### Anweisungen
• 1. Wie viele Menschen kommen laut der Filmbesprechung beim Angriff auf den Bauernhof ums Leben?
• 2. Erklären Sie anhand der Filmbesprechung, weshalb der Verfasser den Löwen nennen darf, ohne sich dem Vorwurf des Spoilerns auszusetzen.
• 3. Schreiben Sie die Besprechung zu „Prey – Beutejagd“ im Anschluss an ihren letzten Satz weiter.

### Vorliegender Text
________________________________________
Von Volker Schönenberger

Horrorthriller // „Prey – Beutejagd“ beginnt mit subjektiver Kamera aus einem Wald heraus, fast wie bei „Tanz der Teufel“, wenn auch nicht so rasant. Die Kreatur, aus deren Augen heraus wir die Szenerie betrachten, gerät auf freies Feld und nimmt ein Gehöft vor den Toren von Amsterdam ins Visier. Ein Schatten vor dem Kinderzimmerfenster, ein Halbstarker (Ko Zandvliet), der seine Freundin (Lobke de Boer) mit dem Motorrad heimbringt – und der Tod hält Einzug. Ein sehr effektiv inszenierter Prolog.

Lizzy (r.) greift auch schon mal einem Krokodil ins Maul

Okay, dass es sich bei der Kreatur um einen Löwen handelt, darf ich an dieser Stelle wohl schon erwähnen, ohne des Spoilerns bezichtigt zu werden. Immerhin prangt der Mähnenträger auf allen Covern und Plakaten des Films. Fünf Menschen sterben bei der Attacke auf den Bauernhof. Die Polizei zieht Lizzy Storm (Sophie van Winden) vom Amsterdamer Zoo hinzu, die die grässlichen Wunden der Toten sogleich richtig deutet. Kurz darauf tötet der Löwe auf einem Golfplatz einen weiteren Mann. Doch die Menschen in Amsterdam werden sich der tödlichen Gefahr nur langsam bewusst. Bis die Opferzahlen weiter steigen.
________________________________________
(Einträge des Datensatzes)
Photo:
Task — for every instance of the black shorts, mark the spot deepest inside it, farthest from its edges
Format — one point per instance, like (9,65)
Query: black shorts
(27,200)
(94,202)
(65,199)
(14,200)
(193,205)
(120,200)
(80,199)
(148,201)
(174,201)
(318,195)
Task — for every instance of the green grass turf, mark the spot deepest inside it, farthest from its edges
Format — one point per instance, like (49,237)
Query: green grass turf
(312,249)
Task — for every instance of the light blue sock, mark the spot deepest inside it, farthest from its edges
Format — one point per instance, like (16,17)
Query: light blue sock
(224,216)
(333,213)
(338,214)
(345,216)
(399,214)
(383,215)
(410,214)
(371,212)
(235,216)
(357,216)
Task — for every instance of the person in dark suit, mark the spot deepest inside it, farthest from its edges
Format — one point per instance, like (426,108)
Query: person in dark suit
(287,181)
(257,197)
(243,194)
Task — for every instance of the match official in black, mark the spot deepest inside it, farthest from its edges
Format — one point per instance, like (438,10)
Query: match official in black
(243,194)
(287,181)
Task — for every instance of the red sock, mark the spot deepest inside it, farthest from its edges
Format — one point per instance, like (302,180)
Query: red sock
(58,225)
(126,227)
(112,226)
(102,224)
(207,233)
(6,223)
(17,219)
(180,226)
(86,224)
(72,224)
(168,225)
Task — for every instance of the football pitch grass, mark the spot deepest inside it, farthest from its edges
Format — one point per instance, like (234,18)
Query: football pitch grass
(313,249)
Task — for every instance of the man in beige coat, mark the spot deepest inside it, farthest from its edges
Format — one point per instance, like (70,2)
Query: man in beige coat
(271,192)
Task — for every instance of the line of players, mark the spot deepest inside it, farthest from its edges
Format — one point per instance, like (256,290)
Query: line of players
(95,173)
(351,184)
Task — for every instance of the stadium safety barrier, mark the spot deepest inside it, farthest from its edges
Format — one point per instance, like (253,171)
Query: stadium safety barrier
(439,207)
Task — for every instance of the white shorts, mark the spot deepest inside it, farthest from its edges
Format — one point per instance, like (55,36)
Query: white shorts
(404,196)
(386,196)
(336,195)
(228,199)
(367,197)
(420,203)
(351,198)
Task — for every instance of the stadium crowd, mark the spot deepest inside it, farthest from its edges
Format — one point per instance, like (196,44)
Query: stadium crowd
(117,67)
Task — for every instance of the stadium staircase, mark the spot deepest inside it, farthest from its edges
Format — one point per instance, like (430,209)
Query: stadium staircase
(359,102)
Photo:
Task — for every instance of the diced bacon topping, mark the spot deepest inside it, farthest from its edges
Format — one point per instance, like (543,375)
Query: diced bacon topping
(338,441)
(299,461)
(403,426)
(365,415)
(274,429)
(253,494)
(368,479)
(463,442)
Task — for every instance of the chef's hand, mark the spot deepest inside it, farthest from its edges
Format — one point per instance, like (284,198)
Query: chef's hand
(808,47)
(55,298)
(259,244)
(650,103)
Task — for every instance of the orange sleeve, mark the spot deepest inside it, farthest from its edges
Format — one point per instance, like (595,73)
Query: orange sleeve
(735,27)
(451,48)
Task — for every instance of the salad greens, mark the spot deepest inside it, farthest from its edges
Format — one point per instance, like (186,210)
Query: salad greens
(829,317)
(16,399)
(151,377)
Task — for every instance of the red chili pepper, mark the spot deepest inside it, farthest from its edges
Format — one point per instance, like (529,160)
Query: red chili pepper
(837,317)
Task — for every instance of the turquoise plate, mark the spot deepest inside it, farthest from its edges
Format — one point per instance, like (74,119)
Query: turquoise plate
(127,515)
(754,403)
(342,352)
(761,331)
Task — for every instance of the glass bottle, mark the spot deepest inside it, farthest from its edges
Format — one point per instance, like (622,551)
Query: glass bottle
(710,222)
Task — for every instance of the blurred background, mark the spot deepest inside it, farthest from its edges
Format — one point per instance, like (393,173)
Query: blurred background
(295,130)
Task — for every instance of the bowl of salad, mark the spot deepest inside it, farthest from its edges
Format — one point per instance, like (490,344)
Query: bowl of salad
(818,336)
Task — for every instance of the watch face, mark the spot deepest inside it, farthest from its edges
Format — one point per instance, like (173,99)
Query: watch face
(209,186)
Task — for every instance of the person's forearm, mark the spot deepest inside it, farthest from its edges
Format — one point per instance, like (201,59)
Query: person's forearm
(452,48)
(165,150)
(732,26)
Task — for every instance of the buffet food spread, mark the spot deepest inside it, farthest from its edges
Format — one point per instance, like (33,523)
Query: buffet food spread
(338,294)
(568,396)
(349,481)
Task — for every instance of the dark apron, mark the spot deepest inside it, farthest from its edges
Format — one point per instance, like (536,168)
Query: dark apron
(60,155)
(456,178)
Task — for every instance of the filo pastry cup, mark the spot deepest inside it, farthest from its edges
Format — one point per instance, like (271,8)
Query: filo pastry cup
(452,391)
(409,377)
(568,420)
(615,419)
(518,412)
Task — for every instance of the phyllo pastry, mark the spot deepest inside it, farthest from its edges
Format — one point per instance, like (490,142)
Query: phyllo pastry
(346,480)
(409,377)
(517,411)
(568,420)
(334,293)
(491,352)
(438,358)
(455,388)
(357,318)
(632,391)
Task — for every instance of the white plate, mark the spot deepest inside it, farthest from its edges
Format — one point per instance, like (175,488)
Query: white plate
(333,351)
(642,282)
________________________________________
### Lösungen
• 1. Fünf Menschen sterben bei der Attacke auf den Bauernhof.

• 2. Der Löwe ist auf allen Covern und Plakaten des Films abgebildet. Deshalb verrät der Verfasser mit dem Hinweis auf die Kreatur nichts, was nicht ohnehin bekannt ist.

• 3.
Zwei Golfer in Angst um ihren Partner

Puh. „Prey – Beutejagd“ (2016) macht keine Gefangenen und der Löwe nicht mal vor Kindern halt. Diese Gnadenlosigkeit gehört zu den Stärken des Tierhorrorfilms, da wir nie sicher sein können, wer das nächste Opfer des Raubtiers wird. Später wird es geradezu irrwitzig, wenn die Polizei den von Lizzy empfohlenen Großwildjäger Jack Delarue (Mark Frost) ausbootet und versucht, den Löwen in einem Waldstück zu umzingeln. Merke: Viele Köche verderben den Brei, und ein tiefschwarzer Humor übernimmt das Zepter, der zuvor bereits in einigen Szenen aufgeblitzt ist.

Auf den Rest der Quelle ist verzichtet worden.